◆ **Set problem A**: Copy out the passage on poker mentoring from "As Mathew Toles" up to and including "much more significant.", keeping every word and punctuation mark unchanged.

— Start of Text extract —

As Mathew Toles pointed out in "How Men Benefit From Having Female Mentors," this type of relationship is now commonplace. But it's still rare in the sometimes-retrograde world of poker.
To be fair, Selbst is not the first well-known female poker player to mentor a male player—Annie Duke coached Ben Affleck to a win at the California State Championship back in 2004. But Sylvia is no celebrity-novice-wanna-be poker player; he is a respected professional cash game player. And the WSOP main event final table is no ordinary achievement—it's the Super Bowl of poker, which makes Sylvia's choice of a mentor much more significant.
Selbst and Sylvia met on day 6 of the main event when they played at the same table. Soon after, Selbst was knocked out and Sylvia was one of only nine players left vying for the first place prize of $8.5 million. Selbst believes Sylvia picked her as his final table mentor because of their similar styles of play, her coaching experience, and her extensive short-handed poker experience (the majority of online games, where Selbst honed her game, are played with six or fewer players), which would be valuable as the number of players at the table shrank from 9 to 1.
Selbst's impressive poker resume was also likely a factor in Sylvia's choice. Only 28 years old, she has cashed in 45 major poker events, earned ten first-place finishes, and collected two WSOP bracelets (which are given for winning a WSOP event). She is also the second most successful female tournament poker player in history with $5.579 million in winnings.

— End of Text extract —

◆ **Set problem B**: From the entries below, pull out every line that contains the string "muzzle". Case counts: uppercase and lowercase letters must match.

— Start of Data to process —

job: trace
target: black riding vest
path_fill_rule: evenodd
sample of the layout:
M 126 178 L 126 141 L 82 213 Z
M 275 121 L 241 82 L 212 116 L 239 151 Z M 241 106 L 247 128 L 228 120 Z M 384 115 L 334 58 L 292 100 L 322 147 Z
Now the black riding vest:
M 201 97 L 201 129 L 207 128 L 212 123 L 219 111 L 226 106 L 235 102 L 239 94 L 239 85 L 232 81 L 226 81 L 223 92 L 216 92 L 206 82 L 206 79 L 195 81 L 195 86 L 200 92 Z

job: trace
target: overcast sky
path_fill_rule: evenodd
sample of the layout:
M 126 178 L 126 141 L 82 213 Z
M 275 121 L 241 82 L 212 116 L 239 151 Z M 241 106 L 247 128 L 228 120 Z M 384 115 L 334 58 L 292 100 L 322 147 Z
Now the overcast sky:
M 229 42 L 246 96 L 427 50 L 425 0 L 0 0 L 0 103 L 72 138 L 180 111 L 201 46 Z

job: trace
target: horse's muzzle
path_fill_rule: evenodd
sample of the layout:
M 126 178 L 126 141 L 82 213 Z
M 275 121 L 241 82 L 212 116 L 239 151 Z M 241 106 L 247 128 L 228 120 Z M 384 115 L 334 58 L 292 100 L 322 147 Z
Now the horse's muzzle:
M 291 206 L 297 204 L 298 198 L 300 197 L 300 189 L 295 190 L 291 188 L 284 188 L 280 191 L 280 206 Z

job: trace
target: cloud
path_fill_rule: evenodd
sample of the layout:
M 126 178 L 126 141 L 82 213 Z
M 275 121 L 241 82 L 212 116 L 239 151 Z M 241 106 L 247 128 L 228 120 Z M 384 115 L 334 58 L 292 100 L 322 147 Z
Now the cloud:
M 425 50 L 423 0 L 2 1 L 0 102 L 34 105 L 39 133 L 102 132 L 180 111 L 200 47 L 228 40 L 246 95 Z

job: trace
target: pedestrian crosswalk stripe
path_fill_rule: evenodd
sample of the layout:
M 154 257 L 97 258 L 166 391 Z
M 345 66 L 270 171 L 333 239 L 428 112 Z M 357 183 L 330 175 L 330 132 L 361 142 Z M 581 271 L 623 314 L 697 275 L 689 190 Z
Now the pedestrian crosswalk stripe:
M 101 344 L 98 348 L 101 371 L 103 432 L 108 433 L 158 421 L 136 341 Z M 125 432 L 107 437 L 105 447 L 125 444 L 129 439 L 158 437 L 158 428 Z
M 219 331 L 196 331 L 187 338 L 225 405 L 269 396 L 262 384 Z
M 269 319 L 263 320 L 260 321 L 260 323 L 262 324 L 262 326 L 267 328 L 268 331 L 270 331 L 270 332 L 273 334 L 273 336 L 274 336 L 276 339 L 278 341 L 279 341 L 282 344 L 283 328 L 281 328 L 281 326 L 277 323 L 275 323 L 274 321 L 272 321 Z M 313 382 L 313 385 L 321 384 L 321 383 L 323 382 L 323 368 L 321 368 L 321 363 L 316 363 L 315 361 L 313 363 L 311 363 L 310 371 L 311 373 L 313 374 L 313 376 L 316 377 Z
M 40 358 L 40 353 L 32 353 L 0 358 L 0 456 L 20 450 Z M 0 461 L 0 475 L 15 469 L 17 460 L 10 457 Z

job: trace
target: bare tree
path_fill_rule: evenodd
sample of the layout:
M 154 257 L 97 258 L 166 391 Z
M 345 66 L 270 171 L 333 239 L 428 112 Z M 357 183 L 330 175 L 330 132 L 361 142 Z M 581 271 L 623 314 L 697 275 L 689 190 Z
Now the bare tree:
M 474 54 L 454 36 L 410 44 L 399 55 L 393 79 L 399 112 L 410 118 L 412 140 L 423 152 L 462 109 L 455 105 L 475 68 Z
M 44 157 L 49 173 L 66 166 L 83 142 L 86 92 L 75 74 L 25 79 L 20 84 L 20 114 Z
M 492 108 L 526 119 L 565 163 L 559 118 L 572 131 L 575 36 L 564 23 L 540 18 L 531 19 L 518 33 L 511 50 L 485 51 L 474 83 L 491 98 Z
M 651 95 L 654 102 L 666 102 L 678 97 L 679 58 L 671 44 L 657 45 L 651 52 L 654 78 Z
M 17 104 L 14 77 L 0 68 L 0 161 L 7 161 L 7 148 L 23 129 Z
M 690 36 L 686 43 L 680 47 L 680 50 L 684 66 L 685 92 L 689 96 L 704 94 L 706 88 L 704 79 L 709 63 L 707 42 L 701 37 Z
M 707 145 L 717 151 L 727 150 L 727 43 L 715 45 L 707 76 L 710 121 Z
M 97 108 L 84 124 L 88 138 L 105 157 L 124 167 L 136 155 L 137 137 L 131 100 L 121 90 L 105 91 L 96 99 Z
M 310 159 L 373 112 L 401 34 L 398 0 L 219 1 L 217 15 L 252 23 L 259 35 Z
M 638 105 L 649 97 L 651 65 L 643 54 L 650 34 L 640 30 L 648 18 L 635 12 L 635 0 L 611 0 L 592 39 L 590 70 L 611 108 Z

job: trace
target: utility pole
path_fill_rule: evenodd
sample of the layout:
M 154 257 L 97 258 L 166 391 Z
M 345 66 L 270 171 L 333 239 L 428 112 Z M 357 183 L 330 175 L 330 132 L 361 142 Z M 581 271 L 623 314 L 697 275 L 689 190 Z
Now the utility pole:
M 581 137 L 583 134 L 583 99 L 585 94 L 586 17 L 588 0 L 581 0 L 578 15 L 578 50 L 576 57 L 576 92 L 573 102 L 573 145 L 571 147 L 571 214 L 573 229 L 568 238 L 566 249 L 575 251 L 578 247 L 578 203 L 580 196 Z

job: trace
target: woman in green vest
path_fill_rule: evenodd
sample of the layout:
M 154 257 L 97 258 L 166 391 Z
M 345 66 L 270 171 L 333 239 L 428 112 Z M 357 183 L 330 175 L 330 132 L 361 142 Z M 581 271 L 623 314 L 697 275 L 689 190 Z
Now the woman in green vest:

— End of Data to process —

◆ **Right answer A**:
As Mathew Toles pointed out in "How Men Benefit From Having Female Mentors," this type of relationship is now commonplace. But it's still rare in the sometimes-retrograde world of poker.
To be fair, Selbst is not the first well-known female poker player to mentor a male player—Annie Duke coached Ben Affleck to a win at the California State Championship back in 2004. But Sylvia is no celebrity-novice-wanna-be poker player; he is a respected professional cash game player. And the WSOP main event final table is no ordinary achievement—it's the Super Bowl of poker, which makes Sylvia's choice of a mentor much more significant.

◆ **Right answer B**:
target: horse's muzzle
Now the horse's muzzle:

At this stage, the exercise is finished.